WHAT NEEDS TO BE DONE — The records that follow are to be repeated without alteration.

[Stored entries]
##########

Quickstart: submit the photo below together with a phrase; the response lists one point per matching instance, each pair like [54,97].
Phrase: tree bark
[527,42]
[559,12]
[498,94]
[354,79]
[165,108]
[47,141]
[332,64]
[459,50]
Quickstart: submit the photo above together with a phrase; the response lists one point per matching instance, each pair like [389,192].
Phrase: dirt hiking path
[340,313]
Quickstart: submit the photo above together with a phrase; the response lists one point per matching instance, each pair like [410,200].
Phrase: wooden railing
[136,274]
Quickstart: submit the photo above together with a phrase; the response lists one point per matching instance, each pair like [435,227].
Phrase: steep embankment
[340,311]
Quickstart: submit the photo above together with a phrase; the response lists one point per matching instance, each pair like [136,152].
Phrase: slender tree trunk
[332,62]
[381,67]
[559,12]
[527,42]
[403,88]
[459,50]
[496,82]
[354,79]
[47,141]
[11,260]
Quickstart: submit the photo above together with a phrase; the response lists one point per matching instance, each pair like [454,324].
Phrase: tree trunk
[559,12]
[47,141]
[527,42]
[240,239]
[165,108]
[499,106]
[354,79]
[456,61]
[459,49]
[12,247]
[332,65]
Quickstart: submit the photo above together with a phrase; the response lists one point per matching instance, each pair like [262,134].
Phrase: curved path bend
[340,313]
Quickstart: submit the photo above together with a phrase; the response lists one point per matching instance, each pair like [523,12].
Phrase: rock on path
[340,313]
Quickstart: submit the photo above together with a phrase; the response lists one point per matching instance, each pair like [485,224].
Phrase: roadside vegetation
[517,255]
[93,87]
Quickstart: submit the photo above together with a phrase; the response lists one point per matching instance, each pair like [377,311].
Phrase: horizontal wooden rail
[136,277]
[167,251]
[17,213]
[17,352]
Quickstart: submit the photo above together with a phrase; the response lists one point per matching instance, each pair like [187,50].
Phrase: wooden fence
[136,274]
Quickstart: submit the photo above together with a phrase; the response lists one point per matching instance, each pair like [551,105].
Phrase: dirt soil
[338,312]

##########

EXERCISE OUTPUT —
Quickstart: submit the photo below together with a phrase; the response lists one point per matching instance, each pair like [54,97].
Phrase: tree bark
[527,42]
[559,12]
[498,94]
[354,79]
[165,108]
[47,141]
[332,64]
[459,50]
Quickstart: submit the photo above together with a phrase; the response lists one point per matching instance, each pair like [389,192].
Phrase: dirt hiking path
[340,313]
Quickstart: submit the photo above together with a phrase; the response lists one point per matching instance, each pair like [410,200].
Phrase: wooden railing
[136,274]
Quickstart: submit the photo above together with a phrase; the response lists one point per matching instance, each pair like [435,227].
Phrase: steep embankment
[340,311]
Quickstart: submit the photo above together with a phrase; the response lists one point per matching instance, each pair like [136,152].
Phrase: slender tree trunk
[332,62]
[381,67]
[559,12]
[527,42]
[403,88]
[459,50]
[496,82]
[354,79]
[47,141]
[11,260]
Quickstart: submit the photo above together with a phrase; the response lists one point per matching instance, each pair like [454,324].
Phrase: tree trunk
[559,12]
[47,141]
[527,42]
[240,239]
[165,108]
[499,106]
[354,79]
[456,61]
[459,49]
[12,247]
[332,65]
Quickstart: submit the photo above together with a phrase; the response lists one point per matching instance, each pair like [262,134].
Phrase: curved path bend
[340,313]
Quickstart: submit the photo above together with a phrase; the response lists one point per matching instance, each pair like [523,12].
Phrase: rock on path
[340,313]
Quickstart: submit the photo above together with a phrase; the response lists one point per matching instance, each pair like [485,224].
Phrase: roadside vegetation
[517,255]
[93,87]
Quickstart: submit the photo above together with a phrase; the response lists one point per matching instance, each pair like [377,311].
Phrase: horizontal wooden rail
[136,277]
[167,251]
[17,213]
[17,352]
Quickstart: submit the photo above together with a phrase; the response lists one point per matching instance, each pair like [187,50].
Phrase: wooden fence
[136,274]
Quickstart: submit the photo above together with a phrase; the response lists one point per matching instance, each pair like [551,105].
Phrase: dirt soil
[338,312]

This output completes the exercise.